#### [Consigne]
Reprenez le passage du texte sur la Bourse et l'immobilier commençant par "Entre les années" et se poursuivant jusqu'à "de la pierre.", en renommant "pic boursier" en "sommet boursier".

Entre les années 1970 et le début des années 2000, ces deux types d’actifs ont donc évolué de concert, quoique de manière décalée. Après un pic boursier, il fallait attendre près de 2 ans pour observer sa réplication sur le marché de la pierre. 

Cette corrélation a pris fin au début de ce millénaire. Cette période a en effet été marquée par deux crises boursières retentissants qui ont brisé la confiance des épargnants à l’égard du système financier. Désormais, ils préfèrent investir leurs économies dans des actifs “tangibles” tels que l’or et l’immobilier. Les prix de la pierre ont plus que doublé depuis 2000[1]. Cette tendance a été favorisée par la chute des taux d’intérêt orchestrée par les grandes banques centrales pour relancer l’économie. En parallèle, les banques ont eu tendance à rallonger la durée des emprunts, ce qui a facilité le recours au crédit. En outre, l’immobilier bénéficie toujours d’une fiscalité attractive, qui en fait un placement chouchou pour de nombreux Français. Le dispositif Scellier, mis en place en 2008 et détrôné par le dispositif de la loi Duflot, elle-même remplacée par la loi Pinel, illustre bien cette volonté des pouvoirs publics de soutenir ce marché depuis la crise de 2008.

#### [Données recueillies]

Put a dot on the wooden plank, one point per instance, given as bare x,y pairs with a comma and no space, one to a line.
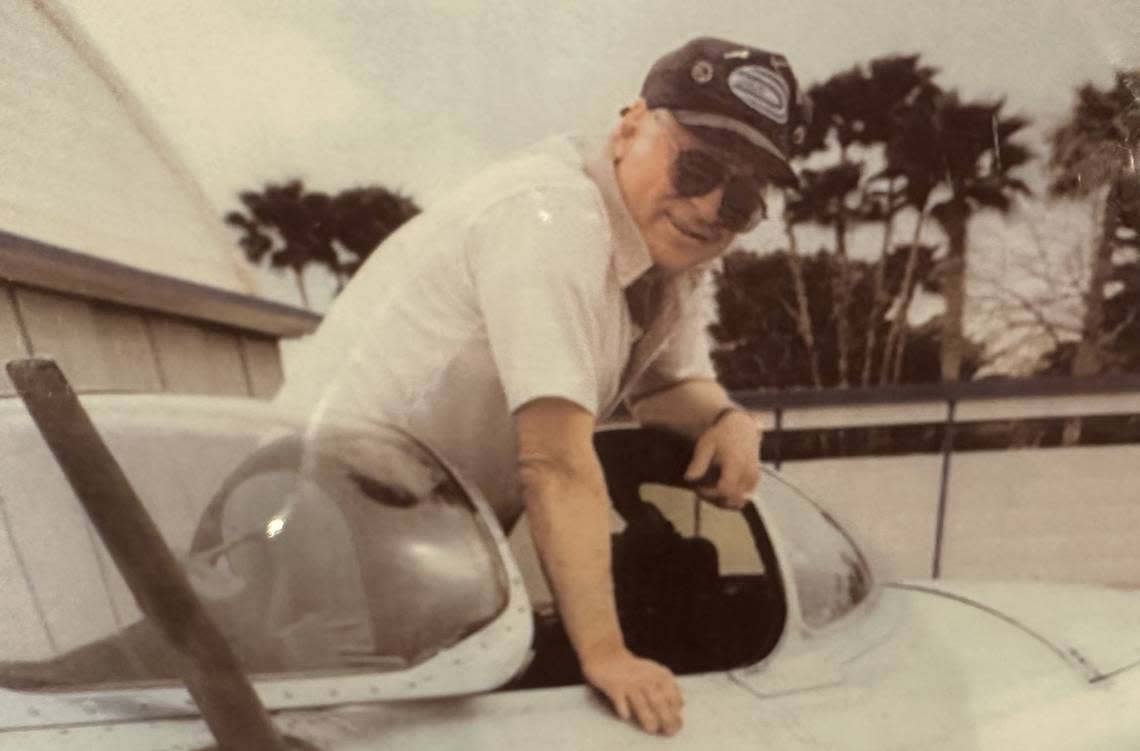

#### [Réponse]
Entre les années 1970 et le début des années 2000, ces deux types d’actifs ont donc évolué de concert, quoique de manière décalée. Après un sommet boursier, il fallait attendre près de 2 ans pour observer sa réplication sur le marché de la pierre.